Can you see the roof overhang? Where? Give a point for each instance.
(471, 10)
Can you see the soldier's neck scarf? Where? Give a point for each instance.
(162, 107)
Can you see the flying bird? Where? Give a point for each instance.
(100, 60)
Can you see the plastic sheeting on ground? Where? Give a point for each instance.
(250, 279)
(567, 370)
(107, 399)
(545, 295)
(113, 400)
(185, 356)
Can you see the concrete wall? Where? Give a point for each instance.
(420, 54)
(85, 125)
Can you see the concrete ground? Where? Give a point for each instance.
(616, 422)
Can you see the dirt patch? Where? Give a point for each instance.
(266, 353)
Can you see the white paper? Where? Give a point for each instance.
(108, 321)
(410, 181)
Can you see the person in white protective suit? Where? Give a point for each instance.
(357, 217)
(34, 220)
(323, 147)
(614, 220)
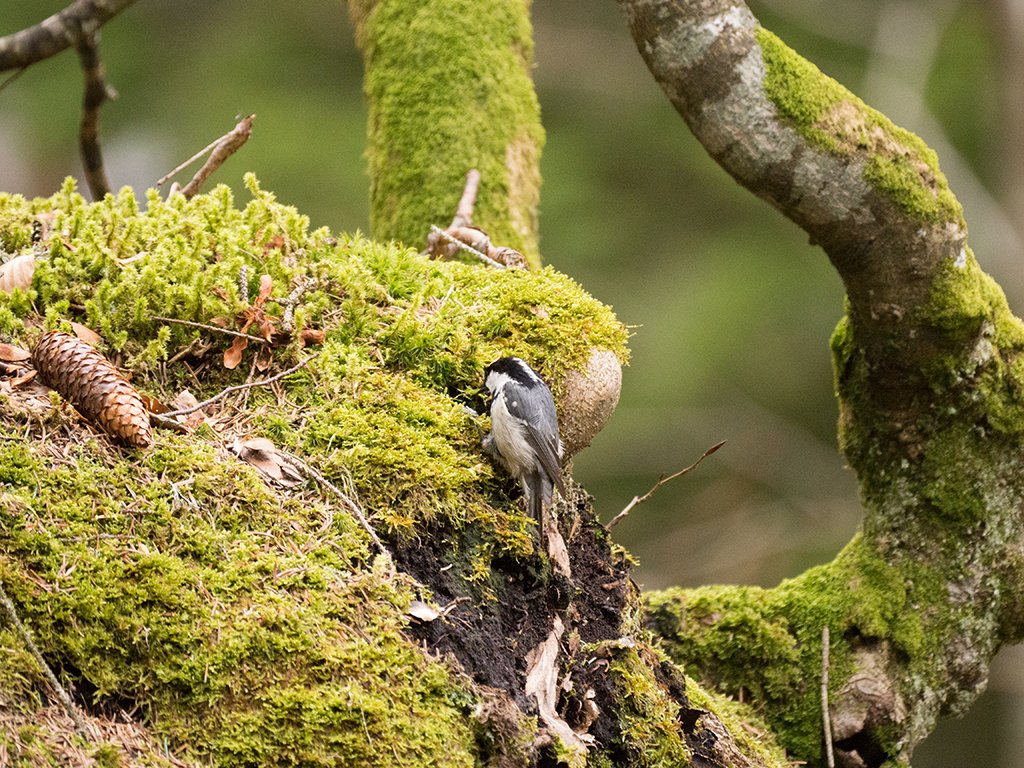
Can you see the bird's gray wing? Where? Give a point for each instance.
(535, 410)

--- --- ---

## Instructions for the task:
Rewrite the data from the line containing "Can you see the bird's" through the end of the data, inclusive, replacing "gray" with "dark" and leaving everything else unchanged.

## Problem solution:
Can you see the bird's dark wing? Where? Give a point for each instance.
(535, 410)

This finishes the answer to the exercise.